* Exercise goal:
Pull out every line in the records below that contains the string "chimney", and copy each one in full.

Bounding box annotation entries
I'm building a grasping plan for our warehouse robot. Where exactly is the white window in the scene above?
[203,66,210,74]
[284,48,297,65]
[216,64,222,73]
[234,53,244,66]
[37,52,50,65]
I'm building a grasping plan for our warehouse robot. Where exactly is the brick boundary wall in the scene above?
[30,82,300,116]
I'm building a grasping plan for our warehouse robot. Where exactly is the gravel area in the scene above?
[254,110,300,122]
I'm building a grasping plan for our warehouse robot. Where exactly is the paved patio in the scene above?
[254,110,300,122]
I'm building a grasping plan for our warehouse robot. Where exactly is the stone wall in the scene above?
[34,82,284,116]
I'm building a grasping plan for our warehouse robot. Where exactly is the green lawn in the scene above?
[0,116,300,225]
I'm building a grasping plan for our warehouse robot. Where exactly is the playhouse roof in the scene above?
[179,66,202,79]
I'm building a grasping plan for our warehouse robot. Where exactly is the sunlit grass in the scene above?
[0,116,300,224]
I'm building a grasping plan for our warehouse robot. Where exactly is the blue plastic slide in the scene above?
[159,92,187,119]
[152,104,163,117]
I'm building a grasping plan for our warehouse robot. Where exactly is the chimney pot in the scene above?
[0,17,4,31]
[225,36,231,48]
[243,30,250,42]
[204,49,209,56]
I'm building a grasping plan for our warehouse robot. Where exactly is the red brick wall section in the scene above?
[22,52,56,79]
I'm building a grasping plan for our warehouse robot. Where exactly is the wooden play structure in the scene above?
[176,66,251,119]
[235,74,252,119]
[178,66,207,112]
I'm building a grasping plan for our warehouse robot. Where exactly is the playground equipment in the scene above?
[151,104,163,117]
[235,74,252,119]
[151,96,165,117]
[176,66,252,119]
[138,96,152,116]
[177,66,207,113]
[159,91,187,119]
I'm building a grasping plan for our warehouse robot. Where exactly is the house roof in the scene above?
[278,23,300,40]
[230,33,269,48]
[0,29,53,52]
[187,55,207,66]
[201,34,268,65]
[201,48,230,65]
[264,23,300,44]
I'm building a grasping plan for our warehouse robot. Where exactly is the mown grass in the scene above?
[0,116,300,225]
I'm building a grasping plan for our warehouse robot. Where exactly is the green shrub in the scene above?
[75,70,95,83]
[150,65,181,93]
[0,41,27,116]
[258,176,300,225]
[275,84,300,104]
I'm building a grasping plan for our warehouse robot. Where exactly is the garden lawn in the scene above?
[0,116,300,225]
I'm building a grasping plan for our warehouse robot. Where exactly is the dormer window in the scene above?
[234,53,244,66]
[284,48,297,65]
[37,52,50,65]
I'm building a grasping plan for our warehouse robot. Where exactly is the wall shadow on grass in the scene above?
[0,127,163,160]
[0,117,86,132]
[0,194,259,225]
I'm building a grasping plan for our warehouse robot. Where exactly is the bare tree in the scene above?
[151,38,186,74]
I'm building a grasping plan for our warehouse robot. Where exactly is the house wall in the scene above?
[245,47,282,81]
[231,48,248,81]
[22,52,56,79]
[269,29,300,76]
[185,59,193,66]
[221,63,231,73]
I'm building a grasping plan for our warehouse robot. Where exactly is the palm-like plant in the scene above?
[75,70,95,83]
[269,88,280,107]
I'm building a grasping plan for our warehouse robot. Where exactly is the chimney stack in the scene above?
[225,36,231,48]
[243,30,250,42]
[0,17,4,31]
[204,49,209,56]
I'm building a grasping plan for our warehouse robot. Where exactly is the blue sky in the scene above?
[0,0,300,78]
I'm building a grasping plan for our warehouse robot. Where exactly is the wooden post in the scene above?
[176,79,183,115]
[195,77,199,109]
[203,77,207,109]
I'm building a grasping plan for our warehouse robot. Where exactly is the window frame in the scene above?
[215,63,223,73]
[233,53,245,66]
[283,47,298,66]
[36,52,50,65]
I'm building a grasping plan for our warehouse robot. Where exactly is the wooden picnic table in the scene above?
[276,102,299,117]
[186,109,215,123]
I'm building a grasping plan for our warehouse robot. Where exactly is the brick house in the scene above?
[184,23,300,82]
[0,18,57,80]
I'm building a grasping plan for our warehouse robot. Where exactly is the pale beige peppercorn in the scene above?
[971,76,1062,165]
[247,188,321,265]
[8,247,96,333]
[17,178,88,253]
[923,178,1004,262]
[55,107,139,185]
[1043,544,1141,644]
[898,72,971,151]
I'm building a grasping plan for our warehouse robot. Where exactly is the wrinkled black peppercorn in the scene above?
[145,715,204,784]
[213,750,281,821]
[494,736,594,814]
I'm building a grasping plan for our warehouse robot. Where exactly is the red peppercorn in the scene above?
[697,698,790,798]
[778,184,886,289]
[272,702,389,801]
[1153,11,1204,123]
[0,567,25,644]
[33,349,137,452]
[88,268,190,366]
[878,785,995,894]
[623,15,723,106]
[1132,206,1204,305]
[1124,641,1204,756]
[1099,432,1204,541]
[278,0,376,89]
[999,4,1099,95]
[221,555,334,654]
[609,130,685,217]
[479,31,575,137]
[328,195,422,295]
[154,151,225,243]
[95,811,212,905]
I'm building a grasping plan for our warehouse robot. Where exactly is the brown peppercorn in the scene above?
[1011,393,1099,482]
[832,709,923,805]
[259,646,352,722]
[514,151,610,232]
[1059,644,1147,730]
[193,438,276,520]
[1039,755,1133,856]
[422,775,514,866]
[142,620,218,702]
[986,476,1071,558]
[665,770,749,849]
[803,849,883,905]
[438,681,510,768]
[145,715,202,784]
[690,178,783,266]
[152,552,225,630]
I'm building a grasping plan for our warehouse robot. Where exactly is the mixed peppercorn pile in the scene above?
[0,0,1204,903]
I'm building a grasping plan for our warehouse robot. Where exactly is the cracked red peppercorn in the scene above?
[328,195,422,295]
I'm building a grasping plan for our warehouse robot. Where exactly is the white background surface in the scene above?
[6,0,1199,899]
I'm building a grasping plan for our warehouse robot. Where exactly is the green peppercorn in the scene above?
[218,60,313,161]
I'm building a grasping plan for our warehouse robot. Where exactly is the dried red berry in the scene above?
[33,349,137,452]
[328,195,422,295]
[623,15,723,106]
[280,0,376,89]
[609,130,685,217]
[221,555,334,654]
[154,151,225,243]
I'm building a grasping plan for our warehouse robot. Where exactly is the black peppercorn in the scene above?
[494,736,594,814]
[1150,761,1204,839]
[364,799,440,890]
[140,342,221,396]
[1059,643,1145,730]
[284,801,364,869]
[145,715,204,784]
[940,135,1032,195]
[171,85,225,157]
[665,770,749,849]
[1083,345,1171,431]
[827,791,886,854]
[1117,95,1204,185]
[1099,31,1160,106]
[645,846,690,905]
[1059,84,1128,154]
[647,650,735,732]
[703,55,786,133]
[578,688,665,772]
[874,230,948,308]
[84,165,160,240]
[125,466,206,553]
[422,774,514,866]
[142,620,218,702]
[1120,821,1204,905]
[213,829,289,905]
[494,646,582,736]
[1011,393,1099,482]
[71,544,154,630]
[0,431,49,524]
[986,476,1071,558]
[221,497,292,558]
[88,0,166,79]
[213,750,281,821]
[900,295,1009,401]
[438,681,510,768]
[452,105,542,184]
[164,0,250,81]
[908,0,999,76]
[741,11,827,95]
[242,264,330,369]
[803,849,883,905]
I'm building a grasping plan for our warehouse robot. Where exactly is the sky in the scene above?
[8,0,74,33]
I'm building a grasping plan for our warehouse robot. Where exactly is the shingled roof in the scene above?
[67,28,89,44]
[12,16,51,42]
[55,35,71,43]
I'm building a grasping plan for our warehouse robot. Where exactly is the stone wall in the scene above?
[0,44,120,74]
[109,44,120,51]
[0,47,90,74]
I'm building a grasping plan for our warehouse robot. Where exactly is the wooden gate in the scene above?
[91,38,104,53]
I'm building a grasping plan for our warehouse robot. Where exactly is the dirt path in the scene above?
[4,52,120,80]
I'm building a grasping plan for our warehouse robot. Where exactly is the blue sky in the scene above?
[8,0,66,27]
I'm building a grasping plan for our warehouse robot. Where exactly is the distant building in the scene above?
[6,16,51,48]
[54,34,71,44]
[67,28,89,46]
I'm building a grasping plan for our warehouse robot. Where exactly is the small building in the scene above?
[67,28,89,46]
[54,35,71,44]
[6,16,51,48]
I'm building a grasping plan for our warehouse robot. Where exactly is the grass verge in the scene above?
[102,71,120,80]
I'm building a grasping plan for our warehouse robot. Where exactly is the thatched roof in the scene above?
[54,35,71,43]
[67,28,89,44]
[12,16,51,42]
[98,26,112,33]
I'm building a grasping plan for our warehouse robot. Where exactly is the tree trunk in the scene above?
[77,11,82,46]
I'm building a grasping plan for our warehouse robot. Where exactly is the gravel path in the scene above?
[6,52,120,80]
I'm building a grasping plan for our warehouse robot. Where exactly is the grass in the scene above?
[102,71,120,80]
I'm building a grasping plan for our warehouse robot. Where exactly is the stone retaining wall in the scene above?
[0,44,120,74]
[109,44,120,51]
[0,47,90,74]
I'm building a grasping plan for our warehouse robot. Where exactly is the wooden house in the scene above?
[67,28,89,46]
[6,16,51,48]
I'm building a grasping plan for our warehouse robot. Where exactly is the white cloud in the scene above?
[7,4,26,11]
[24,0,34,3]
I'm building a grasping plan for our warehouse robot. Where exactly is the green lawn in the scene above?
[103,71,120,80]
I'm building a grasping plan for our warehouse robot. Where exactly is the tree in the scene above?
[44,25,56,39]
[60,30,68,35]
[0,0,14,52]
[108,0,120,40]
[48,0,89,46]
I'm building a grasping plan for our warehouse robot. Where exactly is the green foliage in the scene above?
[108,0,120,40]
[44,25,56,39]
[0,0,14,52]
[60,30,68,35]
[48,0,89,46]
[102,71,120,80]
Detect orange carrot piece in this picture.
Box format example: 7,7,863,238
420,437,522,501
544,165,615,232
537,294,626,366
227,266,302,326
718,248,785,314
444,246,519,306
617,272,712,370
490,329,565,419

* Task output:
I'm building a grasping plan for our warehouse robot. Where exactly is the chimney pot in the scene above?
I'm building a grasping plan for our warehouse robot. Where exactly is the chimney stack in the scene above?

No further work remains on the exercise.